**Task to carry out**
Rewrite the stretch from the line containing "Expected: one point per instance of the stone wall, reported" through the line containing "(533, 1050)", keeping the requests. Offset every coordinate in the answers by -30.

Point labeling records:
# # # # #

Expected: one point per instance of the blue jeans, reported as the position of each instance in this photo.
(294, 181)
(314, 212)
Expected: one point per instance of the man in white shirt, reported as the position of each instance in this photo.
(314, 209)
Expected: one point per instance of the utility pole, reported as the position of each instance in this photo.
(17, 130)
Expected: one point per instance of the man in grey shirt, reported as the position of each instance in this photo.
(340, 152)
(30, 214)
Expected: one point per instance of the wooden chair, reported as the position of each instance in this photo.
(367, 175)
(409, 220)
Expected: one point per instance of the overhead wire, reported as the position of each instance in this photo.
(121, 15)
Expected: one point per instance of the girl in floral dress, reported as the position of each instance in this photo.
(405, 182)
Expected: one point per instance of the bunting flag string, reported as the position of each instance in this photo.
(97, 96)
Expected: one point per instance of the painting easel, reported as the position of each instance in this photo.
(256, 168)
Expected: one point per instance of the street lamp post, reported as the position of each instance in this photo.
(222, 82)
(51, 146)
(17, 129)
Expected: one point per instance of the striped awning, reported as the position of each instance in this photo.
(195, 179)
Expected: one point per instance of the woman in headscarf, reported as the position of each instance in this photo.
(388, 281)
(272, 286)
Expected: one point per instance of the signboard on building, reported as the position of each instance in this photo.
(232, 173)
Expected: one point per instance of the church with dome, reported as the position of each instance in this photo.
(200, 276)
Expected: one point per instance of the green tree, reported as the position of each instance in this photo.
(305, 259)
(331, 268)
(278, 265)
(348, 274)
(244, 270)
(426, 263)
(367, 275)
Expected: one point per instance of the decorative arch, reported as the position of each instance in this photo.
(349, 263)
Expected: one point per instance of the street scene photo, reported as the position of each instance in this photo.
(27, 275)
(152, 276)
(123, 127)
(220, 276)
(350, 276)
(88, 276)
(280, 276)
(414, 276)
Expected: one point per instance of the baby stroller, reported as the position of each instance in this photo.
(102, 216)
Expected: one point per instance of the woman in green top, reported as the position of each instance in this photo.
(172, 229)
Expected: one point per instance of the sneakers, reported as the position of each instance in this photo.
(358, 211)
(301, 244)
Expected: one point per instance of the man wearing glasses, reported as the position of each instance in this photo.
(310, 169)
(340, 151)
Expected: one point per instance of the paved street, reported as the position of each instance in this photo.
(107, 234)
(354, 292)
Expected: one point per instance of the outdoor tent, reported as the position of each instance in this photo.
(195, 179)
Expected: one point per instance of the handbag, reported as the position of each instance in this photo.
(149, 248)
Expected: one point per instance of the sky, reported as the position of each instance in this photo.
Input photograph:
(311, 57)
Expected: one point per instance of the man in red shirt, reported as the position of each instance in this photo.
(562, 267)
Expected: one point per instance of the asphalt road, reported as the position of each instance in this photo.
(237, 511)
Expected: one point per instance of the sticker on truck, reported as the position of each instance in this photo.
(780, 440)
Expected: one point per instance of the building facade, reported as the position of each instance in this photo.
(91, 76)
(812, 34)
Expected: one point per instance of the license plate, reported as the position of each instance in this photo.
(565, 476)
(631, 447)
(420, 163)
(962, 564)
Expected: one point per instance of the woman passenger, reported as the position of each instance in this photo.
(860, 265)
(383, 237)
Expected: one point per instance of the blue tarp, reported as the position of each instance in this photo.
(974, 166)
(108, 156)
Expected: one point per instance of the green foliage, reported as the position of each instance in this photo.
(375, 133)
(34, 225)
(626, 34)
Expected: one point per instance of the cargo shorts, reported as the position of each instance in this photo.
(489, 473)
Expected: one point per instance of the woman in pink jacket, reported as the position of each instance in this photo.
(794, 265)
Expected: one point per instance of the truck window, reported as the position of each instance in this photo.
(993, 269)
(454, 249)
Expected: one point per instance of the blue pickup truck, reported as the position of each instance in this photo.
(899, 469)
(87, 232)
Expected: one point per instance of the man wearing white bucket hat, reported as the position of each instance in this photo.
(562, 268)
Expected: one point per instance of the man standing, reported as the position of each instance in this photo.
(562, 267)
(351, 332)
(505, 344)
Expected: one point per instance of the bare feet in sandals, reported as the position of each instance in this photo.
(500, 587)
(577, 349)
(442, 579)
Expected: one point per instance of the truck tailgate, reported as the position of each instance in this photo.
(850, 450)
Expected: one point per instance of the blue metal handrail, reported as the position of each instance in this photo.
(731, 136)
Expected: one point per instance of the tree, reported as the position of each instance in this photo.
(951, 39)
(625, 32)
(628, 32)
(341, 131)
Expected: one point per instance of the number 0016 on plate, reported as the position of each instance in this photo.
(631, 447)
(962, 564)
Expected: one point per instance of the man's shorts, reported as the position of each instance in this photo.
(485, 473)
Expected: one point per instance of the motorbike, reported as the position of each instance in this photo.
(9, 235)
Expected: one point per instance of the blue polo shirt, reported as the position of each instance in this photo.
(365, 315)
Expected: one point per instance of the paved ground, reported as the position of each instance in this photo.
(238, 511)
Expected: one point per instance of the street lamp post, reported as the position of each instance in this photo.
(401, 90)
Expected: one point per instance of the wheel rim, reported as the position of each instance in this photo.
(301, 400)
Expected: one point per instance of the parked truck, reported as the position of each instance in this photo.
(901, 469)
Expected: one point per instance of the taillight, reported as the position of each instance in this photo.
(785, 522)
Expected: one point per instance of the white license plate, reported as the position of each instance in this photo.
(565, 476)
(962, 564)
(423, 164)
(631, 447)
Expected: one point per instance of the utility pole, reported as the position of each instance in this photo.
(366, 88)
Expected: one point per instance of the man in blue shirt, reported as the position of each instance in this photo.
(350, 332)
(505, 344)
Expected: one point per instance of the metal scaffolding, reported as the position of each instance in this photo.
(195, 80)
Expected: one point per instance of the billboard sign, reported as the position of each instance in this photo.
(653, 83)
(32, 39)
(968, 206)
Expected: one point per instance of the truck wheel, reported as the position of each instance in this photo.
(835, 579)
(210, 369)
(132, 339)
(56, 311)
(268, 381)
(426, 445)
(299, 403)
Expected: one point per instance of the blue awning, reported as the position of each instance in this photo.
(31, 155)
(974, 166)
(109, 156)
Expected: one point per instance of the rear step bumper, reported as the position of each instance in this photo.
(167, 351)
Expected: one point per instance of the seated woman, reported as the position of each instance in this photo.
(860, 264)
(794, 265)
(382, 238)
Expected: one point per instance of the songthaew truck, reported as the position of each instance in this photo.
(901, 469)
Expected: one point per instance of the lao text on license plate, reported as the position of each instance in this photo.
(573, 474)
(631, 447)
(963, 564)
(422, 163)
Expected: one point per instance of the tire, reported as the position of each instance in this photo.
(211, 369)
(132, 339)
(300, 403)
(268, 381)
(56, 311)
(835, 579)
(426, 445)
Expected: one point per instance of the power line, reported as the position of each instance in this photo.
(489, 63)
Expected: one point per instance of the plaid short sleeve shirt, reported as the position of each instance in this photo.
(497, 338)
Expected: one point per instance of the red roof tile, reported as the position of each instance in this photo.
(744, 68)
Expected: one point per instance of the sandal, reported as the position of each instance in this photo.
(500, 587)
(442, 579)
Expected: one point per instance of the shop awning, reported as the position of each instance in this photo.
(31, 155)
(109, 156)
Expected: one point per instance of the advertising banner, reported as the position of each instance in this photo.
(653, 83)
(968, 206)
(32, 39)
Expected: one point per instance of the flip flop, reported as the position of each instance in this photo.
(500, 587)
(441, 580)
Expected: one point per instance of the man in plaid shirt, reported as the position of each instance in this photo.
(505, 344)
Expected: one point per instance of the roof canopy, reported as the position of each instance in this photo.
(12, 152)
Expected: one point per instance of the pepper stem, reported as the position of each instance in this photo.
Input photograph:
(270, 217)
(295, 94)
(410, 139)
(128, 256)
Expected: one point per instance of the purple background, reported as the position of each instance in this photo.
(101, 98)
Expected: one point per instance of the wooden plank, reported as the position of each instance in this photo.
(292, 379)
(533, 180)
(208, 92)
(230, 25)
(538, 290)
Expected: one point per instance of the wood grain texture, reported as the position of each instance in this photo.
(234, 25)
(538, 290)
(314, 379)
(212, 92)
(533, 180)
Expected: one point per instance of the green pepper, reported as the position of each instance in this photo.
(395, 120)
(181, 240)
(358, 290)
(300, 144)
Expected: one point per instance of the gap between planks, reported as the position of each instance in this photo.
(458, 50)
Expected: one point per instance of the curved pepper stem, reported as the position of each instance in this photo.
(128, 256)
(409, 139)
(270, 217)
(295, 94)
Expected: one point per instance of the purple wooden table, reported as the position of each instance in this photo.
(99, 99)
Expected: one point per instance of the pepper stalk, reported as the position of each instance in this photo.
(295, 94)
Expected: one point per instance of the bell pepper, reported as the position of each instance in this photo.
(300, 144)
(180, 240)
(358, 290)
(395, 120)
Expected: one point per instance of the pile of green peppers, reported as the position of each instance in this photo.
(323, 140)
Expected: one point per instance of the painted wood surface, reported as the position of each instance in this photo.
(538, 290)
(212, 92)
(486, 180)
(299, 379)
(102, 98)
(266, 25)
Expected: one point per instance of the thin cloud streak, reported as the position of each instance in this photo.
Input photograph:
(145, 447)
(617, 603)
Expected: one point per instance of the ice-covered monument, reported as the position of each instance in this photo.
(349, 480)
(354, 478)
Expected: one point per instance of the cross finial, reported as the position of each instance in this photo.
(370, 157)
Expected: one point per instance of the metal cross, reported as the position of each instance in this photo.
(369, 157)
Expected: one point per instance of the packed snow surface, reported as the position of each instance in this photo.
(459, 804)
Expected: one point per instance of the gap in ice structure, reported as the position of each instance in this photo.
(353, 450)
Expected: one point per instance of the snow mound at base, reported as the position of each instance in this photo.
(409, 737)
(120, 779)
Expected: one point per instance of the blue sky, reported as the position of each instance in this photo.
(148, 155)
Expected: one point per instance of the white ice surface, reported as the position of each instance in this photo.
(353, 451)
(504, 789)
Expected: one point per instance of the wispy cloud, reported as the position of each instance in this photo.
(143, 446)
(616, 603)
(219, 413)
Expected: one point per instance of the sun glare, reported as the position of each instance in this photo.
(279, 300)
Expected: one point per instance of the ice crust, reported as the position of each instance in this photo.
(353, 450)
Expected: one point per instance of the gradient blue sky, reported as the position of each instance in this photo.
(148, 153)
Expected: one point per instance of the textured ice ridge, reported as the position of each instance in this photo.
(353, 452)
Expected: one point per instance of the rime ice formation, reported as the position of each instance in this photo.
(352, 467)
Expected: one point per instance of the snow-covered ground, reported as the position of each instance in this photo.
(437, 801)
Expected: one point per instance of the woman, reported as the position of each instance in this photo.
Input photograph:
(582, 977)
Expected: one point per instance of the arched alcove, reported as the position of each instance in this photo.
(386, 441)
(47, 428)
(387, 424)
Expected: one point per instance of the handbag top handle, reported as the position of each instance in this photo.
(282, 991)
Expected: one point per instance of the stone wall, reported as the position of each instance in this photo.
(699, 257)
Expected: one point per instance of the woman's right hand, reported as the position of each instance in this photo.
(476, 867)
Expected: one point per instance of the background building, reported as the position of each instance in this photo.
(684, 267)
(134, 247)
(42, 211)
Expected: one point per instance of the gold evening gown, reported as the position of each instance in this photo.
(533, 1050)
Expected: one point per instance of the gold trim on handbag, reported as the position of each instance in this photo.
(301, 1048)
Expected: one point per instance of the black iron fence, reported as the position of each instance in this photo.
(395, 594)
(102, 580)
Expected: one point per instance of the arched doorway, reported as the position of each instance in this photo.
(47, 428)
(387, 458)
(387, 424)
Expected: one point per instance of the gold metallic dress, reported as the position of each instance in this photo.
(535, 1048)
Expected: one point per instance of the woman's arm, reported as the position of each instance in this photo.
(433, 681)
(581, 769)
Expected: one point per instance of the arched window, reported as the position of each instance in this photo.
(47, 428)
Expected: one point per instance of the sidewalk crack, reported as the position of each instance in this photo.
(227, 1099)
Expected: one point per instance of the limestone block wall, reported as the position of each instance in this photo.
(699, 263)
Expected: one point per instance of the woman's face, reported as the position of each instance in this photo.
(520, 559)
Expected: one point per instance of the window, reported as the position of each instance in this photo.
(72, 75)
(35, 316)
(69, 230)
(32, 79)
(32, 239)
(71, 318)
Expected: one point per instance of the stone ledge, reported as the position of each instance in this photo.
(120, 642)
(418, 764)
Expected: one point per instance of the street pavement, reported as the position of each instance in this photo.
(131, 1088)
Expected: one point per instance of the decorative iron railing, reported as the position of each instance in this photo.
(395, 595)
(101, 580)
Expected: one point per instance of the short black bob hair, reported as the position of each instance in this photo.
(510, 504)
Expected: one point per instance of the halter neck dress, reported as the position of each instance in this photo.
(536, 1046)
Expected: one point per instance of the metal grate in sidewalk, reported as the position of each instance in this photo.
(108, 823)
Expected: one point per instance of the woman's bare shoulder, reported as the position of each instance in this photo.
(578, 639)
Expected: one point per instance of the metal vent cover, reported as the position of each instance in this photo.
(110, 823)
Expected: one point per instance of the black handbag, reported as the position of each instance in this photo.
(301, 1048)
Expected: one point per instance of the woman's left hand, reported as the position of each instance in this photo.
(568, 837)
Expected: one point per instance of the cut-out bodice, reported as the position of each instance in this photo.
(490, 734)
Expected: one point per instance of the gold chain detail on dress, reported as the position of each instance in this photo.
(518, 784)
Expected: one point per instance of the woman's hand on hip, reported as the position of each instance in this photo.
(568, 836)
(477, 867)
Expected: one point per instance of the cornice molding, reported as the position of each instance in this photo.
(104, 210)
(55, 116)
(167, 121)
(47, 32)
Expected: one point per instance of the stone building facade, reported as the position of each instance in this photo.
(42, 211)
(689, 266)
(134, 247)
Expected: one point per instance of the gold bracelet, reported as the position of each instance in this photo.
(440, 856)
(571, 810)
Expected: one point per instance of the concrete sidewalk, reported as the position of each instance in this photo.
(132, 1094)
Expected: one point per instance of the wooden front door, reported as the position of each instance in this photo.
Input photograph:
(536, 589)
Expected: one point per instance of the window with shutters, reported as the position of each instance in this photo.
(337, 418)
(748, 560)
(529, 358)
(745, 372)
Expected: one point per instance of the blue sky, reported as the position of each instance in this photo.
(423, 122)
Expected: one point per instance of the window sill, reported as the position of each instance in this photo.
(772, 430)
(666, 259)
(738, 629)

# # # # #

**Written reply**
Expected: one point per instance of the stone wall, reported as the position of each instance in this photo.
(669, 227)
Expected: one point per instance of the woman's right hand, reported as the position of each instance in this photo.
(446, 837)
Expected: one point per instance of the background building, reported as the position of each instance in this photo.
(654, 237)
(104, 217)
(12, 181)
Expected: one point per instance of the gold evening gown, reported as the position of each instance in this photo.
(503, 1020)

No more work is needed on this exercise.